* _The exercise_
Rewrite the material below with every "drop" changed to "place", keeping all other text the same.

* _Excerpted data_
— START —

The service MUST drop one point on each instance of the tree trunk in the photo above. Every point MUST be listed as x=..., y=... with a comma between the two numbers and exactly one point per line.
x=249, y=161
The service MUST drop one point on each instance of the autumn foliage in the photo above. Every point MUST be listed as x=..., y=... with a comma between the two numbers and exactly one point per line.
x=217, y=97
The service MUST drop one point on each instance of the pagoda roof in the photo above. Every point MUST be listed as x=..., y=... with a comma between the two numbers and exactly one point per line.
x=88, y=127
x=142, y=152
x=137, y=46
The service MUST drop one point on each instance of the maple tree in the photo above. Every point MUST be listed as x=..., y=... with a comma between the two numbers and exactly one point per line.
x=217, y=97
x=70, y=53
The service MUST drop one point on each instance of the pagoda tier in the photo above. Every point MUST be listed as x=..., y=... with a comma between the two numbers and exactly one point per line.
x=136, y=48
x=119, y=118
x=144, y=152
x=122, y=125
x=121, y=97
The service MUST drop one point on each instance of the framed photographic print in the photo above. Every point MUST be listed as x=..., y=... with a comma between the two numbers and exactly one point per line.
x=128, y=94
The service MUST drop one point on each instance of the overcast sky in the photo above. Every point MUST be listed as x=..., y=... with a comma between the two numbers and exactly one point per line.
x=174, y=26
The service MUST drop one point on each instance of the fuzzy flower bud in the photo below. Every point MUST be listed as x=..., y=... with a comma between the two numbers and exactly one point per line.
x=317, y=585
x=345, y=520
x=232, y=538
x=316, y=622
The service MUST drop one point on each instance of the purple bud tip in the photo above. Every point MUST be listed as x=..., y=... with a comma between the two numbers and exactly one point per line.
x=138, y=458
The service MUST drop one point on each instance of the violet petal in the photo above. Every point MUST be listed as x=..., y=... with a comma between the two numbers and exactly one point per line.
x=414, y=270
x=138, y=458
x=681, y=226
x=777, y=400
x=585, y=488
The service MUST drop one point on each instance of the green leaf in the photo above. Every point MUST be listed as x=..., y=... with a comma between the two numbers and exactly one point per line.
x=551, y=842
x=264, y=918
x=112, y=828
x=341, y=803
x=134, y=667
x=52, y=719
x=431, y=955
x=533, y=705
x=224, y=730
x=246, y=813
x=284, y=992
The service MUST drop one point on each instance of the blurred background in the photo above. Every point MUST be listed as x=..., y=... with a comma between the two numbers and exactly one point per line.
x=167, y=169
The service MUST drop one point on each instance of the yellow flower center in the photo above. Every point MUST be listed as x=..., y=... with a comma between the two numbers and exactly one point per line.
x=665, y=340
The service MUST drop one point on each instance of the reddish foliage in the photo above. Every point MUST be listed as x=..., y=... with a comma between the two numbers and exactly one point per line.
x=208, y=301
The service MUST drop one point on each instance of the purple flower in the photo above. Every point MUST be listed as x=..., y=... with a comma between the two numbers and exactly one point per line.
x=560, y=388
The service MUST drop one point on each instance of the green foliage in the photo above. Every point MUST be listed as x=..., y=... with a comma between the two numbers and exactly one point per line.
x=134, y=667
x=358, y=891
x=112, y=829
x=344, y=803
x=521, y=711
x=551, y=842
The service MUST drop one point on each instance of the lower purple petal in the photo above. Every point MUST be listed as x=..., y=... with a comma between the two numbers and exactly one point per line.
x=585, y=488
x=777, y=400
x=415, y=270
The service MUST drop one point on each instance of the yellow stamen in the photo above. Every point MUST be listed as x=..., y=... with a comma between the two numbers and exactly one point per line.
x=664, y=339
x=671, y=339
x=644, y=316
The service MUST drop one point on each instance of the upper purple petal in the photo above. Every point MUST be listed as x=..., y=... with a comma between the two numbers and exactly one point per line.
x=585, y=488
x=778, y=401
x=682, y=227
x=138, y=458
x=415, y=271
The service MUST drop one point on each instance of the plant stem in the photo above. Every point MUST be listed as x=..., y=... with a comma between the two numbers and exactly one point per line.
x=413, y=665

— END —

* _Exercise answer_
The service MUST place one point on each instance of the tree trunk in the photo above. Every point MUST be listed as x=..., y=... with a comma between the two numbers and exactly one point per line.
x=249, y=161
The service MUST place one point on each instance of the autumn foliage in the photo above. Every point MUST be listed as x=..., y=... with a comma between the two numbers and exactly one point per line.
x=217, y=97
The service MUST place one point on each instance of the pagoda roof in the photo above. Every point MUST be listed as x=..., y=... with a comma between the two numbers and exactly one point per line.
x=88, y=127
x=142, y=152
x=137, y=46
The service MUST place one point on each instance of the maple tree in the photo above. Every point MUST be listed as x=..., y=... with a comma between the two numbers and exactly one point per line.
x=217, y=97
x=70, y=53
The service MUST place one point on each instance of the pagoda tier in the photo above. Every point MUST be listed as x=..., y=... with a comma between the two numbers and exactly one point per line.
x=136, y=48
x=119, y=118
x=144, y=152
x=122, y=125
x=121, y=97
The service MUST place one point on each instance of the framed photographic print in the photo above. Every point MUST be listed as x=..., y=... with a comma between the two numbers and exactly one point per line.
x=128, y=94
The service MUST place one point on each instance of the overcast sky in the photo above. Every point MUST be listed as x=..., y=... with a comma between the two numbers and exactly one point per line.
x=174, y=26
The service MUST place one point on each instance of the fuzzy flower bud in the photo below. Every point MUST be listed as x=..., y=... with a comma between the two numbers and exactly one point per line.
x=317, y=585
x=345, y=520
x=232, y=538
x=316, y=622
The service MUST place one point on each instance of the purple bud tip in the photo above. Every point MUST be listed as x=..., y=... with a comma between the two numbers and exactly one point per line.
x=138, y=458
The service MUST place one point on each instance of the violet petal in the photo above. Every point MUST be listed as x=..., y=... with a comma between the two numbers and exactly one point per line.
x=414, y=270
x=138, y=458
x=681, y=226
x=777, y=400
x=585, y=488
The service MUST place one point on each instance of the green leaf in the photo above. Every point MUST be listed as x=..., y=... with a comma between the two numbers and exactly one point per line.
x=551, y=842
x=264, y=918
x=112, y=828
x=341, y=803
x=134, y=667
x=52, y=719
x=431, y=955
x=533, y=705
x=224, y=730
x=246, y=813
x=284, y=992
The service MUST place one point on each instance of the blurred background in the photo above. Every point MUST be listed as x=..., y=... with a comma between the two numbers and exactly one point per line.
x=167, y=169
The service MUST place one point on each instance of the yellow flower center in the photo above. Every point MUST be listed as x=..., y=... with a comma between the two numbers and exactly one point per line.
x=665, y=340
The service MUST place one point on each instance of the reddish foliage in the photo above. Every point MUST be listed as x=..., y=... with a comma between the two numbers and exactly one point per line.
x=208, y=301
The service MUST place one point on each instance of the purple flower in the photo above. Every point MUST be listed as x=..., y=... with a comma between the two numbers and exactly one point per line.
x=560, y=388
The service MUST place one point on each instance of the green foliage in the photo above. Every point MUST be listed as x=..., y=... with a comma between the two numbers and exactly one point per line.
x=134, y=667
x=358, y=891
x=112, y=829
x=344, y=803
x=521, y=711
x=551, y=842
The service MUST place one point on each instance of the lower purple petal in the photo above. Every point MUST be listed as x=..., y=... with a comma between the two numbers and exactly one point per line.
x=585, y=488
x=777, y=400
x=415, y=270
The service MUST place one point on each instance of the yellow stamen in the photo above. Every point MUST be listed as x=..., y=... with a comma between the two numbers and exactly one point per line.
x=664, y=339
x=671, y=339
x=644, y=316
The service MUST place one point on each instance of the upper purple petal in the photo above. Every point MUST be listed as x=..., y=... with a comma between the two numbers and exactly one point per line.
x=585, y=488
x=778, y=401
x=682, y=227
x=138, y=458
x=415, y=271
The service MUST place one point on each instance of the plant stem in the photo above. Every point MUST be listed as x=..., y=... with a comma between the two numbers and exactly one point per line.
x=413, y=665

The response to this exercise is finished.